--- TEXTAUSZUG ---

Es geht auch darum, alternative Leitungsnetze und Pipelines zu schaffen. Man sollte aber die Sache nicht überdramatisch sehen. Man hat das Gefühl, dass jedes Jahr wieder das gleiche Spiel gespielt wird: Russland und die Ukraine streiten um den Gaspreis. Das ist kein Grund zur Panik; denn es ist ein Trugschluss, dass Deutschland nur alleine von Russland abhängig ist. Wir haben eine Reihe von Lieferanten aus dem westlichen Bereich. Hinzu kommt, dass Deutschland über 20 Milliarden Kubikmeter Zwischenlager für Erdgas verfügt. 3,5 Milliarden Kubikmeter sind bereits im Bau. Die Jahresmenge, die Deutschland verbraucht, beträgt dabei 88 Milliarden Kubikmeter. Wir haben einen relativ großen Puffer. Wir hatten auch noch keine ernsten Versorgungsengpässe.
Wir haben also noch Zeit zum Handeln, das heißt, uns Gedanken zu machen, wie wir von der Abhängigkeit vom Gas wegkommen. Dieses Thema, liebe Kolleginnen und Kollegen von der FDP, taucht in Ihrem Antrag nicht auf. Das ist traurig.
(Beifall bei den GRÜNEN)
Die Beobachter der Weltenergiemärkte sprechen selten davon, wie lange die fossilen Energieträger noch reichen werden. Es geht auch darum, was sie eines Tages kosten werden, wann das Maximum der Förderung erreicht sein wird und die Förderung wieder abfällt.
Manche Studien gehen für das Erdgas von 10 bis 15 Jahren aus, bis der Höchstpunkt der Förderung erreicht sein wird. Beim Öl werden wir den Höchstpunkt der Förderung bereits in den nächsten Jahren erreichen. Es muss also klar sein, dass wir letztendlich vom Gas wegkommen müssen.
Der Ansatz der FDP ist interessant. Seit Jahren wurde die Abhängigkeit vom Gas politisch vorangetrieben. Wir importieren mehr Gas als früher. Das kann nicht der Ausweg aus der Energiekrise sein.

--- VORLIEGENDE DATEN ---

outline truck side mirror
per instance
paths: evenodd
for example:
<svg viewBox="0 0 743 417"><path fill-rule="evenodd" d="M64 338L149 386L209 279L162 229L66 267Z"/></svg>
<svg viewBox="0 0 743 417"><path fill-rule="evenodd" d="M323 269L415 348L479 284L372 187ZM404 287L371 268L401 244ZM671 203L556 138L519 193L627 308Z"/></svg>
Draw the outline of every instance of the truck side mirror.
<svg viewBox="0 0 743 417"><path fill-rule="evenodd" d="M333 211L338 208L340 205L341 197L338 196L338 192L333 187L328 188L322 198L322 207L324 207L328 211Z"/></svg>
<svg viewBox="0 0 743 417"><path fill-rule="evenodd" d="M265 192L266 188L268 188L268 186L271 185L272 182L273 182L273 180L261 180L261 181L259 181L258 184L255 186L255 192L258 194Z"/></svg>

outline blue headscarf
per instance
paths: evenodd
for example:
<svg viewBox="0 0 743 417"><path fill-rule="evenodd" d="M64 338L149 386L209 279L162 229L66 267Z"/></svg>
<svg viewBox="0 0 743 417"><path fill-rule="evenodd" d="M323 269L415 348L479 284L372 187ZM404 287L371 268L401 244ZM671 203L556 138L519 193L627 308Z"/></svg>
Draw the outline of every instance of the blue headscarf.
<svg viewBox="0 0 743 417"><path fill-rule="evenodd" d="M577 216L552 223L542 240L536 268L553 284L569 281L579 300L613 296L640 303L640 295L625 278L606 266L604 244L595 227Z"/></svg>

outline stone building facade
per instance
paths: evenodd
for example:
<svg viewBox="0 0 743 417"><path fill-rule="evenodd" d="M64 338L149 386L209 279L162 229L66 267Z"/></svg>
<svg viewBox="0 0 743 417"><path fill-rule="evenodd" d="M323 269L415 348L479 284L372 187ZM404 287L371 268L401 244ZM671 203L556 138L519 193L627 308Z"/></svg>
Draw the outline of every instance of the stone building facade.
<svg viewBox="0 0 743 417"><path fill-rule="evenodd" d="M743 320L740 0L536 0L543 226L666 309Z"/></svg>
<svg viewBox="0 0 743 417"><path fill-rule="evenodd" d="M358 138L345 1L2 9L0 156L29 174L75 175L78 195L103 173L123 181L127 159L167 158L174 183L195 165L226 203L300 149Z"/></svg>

---

AUFGABEN =>
[1] Beantworte die folgenden Fragen zum Textauszug:
(a) Über wie viele Kubikmeter Zwischenlager für Erdgas verfügt Deutschland?
(b) Von wie vielen Jahren gehen manche Studien beim Erdgas aus, bis der Höchstpunkt der Förderung erreicht sein wird?
(c) Was wurde seit Jahren politisch vorangetrieben?
[2] Überarbeite den Abschnitt des Textauszugs von „Wir haben also“ bis einschließlich „Förderung wieder abfällt.“ und setze dabei „bedauerlich“ an die Stelle von „traurig“.

LÖSUNGEN =>
[1]
(a) Über 20 Milliarden Kubikmeter.
(b) Von 10 bis 15 Jahren.
(c) Die Abhängigkeit vom Gas.

[2]
Wir haben also noch Zeit zum Handeln, das heißt, uns Gedanken zu machen, wie wir von der Abhängigkeit vom Gas wegkommen. Dieses Thema, liebe Kolleginnen und Kollegen von der FDP, taucht in Ihrem Antrag nicht auf. Das ist bedauerlich.
(Beifall bei den GRÜNEN)
Die Beobachter der Weltenergiemärkte sprechen selten davon, wie lange die fossilen Energieträger noch reichen werden. Es geht auch darum, was sie eines Tages kosten werden, wann das Maximum der Förderung erreicht sein wird und die Förderung wieder abfällt.